Collect each line of the records containing the word "white". Matches must have the same case.

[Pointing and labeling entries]
>> BEGIN

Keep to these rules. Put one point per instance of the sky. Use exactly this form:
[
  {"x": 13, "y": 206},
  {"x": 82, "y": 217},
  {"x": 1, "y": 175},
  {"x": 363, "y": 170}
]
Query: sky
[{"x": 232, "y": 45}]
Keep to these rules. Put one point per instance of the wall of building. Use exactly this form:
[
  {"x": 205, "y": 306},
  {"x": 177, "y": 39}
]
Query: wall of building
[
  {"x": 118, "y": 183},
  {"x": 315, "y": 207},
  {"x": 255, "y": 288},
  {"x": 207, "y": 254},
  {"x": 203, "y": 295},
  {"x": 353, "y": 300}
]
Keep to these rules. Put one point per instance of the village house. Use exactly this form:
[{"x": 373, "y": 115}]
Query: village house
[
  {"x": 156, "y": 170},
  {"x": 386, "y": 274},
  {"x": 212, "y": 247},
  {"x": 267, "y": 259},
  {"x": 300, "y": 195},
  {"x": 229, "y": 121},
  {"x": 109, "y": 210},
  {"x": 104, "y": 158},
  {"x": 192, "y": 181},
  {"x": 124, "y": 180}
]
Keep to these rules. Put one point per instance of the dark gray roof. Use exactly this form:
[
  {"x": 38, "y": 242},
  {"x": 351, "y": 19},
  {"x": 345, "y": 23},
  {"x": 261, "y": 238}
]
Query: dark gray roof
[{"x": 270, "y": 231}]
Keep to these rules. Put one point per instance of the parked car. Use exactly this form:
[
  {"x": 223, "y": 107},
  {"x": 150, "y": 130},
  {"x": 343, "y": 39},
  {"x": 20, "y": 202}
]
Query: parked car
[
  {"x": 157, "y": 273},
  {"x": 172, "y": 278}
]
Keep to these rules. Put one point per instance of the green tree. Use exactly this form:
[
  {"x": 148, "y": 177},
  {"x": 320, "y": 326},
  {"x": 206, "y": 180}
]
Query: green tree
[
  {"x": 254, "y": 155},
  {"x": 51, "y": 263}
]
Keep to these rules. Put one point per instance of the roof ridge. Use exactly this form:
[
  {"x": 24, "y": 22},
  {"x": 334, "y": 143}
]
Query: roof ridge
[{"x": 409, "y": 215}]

>> END
>> BEGIN

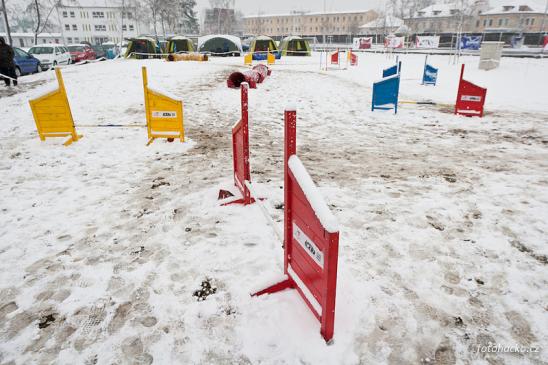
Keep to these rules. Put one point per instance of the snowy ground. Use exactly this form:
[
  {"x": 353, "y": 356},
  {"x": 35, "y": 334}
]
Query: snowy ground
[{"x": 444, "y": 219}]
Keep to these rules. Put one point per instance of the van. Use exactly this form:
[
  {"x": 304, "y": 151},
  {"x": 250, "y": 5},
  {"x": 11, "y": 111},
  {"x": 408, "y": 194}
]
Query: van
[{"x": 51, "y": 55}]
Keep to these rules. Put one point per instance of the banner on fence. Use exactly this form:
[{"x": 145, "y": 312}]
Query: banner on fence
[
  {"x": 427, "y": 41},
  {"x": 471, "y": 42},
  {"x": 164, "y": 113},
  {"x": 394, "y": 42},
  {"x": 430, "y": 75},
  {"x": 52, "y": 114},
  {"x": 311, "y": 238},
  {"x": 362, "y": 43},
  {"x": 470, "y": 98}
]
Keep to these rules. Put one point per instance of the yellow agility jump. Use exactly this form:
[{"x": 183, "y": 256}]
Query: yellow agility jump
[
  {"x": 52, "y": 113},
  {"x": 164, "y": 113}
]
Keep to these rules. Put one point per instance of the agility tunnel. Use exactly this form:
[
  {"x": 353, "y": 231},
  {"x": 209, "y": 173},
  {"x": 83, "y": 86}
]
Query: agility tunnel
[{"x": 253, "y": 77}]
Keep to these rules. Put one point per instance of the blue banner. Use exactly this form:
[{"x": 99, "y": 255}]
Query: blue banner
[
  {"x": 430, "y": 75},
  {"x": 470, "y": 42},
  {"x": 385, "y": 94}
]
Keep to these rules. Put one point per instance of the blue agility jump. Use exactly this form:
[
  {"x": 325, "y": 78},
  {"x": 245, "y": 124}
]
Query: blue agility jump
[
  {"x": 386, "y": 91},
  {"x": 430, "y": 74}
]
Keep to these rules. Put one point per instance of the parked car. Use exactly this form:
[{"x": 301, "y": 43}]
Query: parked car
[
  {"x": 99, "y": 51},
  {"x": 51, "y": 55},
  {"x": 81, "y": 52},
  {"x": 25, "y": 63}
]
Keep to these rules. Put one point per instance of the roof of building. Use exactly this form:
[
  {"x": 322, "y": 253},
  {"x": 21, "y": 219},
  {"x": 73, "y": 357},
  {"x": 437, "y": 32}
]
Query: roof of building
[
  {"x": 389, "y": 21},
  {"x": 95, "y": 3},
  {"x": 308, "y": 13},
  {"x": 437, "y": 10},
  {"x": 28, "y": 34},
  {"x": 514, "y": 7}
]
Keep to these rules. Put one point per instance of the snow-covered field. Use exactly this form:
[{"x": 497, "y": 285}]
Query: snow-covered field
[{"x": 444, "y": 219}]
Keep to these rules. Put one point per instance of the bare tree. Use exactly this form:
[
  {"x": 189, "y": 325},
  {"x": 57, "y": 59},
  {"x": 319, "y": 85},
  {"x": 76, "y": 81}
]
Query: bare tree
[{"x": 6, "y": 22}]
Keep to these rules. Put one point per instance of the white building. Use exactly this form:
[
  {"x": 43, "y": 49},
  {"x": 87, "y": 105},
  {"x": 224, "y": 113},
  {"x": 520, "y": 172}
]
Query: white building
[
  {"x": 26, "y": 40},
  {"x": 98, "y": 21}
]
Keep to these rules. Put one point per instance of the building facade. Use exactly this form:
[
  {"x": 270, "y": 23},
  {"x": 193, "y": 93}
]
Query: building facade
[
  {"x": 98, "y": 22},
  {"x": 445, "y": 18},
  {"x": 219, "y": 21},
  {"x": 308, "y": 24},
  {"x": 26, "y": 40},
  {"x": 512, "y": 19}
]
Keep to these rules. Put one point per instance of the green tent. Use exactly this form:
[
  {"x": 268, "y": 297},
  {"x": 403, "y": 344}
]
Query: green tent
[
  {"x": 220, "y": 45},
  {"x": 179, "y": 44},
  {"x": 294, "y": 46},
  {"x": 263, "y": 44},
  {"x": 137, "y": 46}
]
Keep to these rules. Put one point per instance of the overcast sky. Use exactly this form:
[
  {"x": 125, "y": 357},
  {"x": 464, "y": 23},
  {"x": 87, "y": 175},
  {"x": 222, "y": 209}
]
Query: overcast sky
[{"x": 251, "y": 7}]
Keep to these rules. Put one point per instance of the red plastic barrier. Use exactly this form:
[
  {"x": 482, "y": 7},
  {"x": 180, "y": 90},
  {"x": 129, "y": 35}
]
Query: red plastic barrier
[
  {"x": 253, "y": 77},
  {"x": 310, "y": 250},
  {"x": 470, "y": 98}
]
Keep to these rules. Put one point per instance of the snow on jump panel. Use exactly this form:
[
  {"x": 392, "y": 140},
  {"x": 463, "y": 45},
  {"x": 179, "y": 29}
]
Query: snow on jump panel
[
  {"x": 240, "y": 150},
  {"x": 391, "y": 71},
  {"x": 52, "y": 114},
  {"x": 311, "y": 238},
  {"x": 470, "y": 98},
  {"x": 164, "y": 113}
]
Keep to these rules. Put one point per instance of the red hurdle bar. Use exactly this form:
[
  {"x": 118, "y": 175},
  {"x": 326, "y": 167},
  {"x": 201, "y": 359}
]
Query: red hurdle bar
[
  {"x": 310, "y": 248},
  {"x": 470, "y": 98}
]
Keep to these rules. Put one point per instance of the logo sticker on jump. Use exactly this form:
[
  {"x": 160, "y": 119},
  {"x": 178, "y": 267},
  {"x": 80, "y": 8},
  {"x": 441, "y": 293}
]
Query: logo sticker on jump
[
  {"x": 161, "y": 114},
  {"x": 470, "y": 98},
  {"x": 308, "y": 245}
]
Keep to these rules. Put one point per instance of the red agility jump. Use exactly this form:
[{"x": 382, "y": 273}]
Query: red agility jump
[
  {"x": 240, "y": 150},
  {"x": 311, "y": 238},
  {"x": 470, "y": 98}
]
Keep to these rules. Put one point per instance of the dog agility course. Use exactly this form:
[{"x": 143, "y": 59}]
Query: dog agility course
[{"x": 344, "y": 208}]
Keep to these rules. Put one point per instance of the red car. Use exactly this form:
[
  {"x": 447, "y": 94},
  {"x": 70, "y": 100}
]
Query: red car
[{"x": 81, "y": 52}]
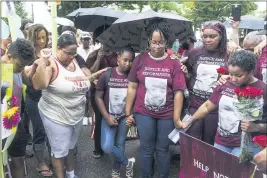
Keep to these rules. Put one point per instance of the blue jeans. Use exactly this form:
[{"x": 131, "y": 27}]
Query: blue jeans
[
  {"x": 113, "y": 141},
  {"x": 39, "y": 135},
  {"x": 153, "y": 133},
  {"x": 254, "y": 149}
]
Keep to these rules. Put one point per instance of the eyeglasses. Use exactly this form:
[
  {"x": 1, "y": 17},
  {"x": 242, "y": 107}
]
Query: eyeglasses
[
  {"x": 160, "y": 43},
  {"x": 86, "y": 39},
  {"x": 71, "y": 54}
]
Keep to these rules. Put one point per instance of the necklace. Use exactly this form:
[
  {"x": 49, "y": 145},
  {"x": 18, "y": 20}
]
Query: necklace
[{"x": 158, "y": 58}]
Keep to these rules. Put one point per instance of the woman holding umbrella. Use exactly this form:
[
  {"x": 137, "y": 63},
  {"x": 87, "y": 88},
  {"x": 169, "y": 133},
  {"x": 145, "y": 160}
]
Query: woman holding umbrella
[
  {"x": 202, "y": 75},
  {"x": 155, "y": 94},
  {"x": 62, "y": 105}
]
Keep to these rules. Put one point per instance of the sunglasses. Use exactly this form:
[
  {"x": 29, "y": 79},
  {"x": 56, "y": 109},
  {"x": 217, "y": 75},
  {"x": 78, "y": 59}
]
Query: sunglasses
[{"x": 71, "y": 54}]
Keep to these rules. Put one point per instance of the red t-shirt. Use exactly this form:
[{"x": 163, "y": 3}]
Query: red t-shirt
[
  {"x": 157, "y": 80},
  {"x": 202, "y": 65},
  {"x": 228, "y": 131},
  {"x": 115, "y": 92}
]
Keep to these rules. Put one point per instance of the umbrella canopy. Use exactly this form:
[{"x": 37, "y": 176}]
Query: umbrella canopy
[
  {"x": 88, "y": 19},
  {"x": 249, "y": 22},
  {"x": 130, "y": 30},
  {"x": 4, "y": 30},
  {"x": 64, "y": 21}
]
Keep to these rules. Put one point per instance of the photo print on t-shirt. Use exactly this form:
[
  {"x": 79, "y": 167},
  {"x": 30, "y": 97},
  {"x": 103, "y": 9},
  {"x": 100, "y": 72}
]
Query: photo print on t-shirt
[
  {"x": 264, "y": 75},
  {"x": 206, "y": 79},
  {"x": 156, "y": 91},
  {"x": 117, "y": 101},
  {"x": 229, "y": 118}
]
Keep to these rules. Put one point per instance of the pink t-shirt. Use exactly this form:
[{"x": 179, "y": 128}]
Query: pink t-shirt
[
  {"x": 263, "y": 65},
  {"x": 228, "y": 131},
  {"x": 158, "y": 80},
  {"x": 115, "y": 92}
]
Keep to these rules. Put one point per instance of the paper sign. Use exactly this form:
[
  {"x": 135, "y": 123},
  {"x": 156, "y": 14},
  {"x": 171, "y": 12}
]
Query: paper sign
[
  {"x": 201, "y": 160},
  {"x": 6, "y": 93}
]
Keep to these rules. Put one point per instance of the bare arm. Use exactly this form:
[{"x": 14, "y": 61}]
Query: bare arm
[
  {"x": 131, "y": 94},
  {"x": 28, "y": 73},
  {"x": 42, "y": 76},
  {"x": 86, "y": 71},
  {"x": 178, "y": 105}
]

>> END
>> BEGIN

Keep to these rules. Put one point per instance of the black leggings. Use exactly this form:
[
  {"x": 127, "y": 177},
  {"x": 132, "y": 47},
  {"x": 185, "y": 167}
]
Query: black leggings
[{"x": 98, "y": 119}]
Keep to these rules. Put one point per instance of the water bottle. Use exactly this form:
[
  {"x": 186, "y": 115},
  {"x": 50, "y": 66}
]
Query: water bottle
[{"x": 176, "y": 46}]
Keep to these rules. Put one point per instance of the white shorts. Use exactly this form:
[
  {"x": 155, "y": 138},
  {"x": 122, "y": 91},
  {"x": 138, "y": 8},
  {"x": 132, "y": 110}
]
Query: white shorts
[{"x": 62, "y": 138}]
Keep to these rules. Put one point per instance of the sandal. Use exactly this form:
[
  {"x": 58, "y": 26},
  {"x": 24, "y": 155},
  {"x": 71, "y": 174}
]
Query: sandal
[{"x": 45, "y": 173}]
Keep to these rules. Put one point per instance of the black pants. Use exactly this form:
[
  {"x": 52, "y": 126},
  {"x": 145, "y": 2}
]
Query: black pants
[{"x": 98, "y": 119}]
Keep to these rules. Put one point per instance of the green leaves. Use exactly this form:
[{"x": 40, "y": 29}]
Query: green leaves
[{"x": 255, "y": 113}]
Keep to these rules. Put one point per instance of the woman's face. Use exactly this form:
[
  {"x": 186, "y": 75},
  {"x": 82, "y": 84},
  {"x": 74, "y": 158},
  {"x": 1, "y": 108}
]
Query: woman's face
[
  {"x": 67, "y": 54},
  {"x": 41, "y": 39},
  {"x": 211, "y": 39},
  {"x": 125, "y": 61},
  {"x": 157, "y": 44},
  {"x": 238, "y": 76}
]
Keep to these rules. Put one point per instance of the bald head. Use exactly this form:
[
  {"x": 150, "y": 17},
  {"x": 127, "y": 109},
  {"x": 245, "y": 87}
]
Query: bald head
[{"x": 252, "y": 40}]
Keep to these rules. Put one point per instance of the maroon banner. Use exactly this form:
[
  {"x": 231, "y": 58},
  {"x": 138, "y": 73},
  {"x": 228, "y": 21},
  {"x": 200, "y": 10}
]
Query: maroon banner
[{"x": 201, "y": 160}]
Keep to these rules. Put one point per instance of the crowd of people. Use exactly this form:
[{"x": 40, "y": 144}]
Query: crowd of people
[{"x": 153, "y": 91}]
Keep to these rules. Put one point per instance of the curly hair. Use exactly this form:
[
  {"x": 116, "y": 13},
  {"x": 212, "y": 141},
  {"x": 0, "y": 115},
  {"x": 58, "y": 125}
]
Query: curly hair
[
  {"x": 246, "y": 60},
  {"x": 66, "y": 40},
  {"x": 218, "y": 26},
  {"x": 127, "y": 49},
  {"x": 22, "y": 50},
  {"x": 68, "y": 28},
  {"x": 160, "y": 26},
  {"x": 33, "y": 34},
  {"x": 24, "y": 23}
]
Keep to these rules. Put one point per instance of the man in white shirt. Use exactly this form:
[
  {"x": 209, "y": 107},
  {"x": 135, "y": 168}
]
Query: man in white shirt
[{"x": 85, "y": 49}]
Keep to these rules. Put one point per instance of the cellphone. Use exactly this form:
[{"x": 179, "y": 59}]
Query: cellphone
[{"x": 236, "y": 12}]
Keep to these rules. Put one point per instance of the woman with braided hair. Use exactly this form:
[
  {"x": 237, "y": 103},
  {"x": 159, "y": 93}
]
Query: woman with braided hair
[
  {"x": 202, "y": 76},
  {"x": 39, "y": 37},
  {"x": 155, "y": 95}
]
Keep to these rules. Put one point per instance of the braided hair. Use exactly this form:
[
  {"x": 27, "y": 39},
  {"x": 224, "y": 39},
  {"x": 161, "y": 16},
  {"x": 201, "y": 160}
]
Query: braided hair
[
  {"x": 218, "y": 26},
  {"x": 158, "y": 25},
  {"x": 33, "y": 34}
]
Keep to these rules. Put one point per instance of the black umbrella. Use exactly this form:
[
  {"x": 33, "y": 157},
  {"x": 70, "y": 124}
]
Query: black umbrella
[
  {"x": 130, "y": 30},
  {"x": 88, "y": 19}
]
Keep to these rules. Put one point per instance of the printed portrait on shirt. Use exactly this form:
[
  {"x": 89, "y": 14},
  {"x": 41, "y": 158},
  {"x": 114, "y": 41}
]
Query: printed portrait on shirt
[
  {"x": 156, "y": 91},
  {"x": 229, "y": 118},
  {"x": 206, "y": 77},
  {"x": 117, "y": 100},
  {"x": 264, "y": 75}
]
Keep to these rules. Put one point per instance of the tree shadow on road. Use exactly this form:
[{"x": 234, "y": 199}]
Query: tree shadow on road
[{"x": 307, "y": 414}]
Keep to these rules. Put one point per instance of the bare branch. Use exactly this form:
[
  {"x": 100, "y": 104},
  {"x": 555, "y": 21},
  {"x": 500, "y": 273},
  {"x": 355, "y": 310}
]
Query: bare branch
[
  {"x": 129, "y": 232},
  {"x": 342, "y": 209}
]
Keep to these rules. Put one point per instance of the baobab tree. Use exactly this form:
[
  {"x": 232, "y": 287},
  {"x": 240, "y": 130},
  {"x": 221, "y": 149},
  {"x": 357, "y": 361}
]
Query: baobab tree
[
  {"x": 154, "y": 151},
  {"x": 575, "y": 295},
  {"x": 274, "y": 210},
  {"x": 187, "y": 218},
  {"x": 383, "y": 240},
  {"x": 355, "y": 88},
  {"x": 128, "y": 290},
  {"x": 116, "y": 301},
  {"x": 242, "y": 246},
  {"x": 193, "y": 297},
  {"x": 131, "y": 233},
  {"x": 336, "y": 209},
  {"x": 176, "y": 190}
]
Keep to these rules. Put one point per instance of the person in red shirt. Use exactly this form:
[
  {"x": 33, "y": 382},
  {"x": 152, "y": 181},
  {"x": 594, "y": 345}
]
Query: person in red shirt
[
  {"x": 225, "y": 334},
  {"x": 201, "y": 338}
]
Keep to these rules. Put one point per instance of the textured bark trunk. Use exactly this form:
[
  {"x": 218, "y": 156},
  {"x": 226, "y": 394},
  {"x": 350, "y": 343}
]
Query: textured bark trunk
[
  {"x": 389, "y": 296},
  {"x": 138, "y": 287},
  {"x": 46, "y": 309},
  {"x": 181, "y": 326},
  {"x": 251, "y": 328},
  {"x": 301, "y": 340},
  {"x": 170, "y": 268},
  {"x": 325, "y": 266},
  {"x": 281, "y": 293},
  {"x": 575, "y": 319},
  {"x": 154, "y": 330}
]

>> END

# [THE OUTPUT]
Keep to these rules. Put one point per instance of the white building. Use exactly this form:
Query: white building
Keep to these rules. Put one point per instance of the white shorts. Use exactly this form:
Query: white shorts
Keep to these rules. Put one point per instance of the man in white shirt. Use exactly this form:
Query: man in white shirt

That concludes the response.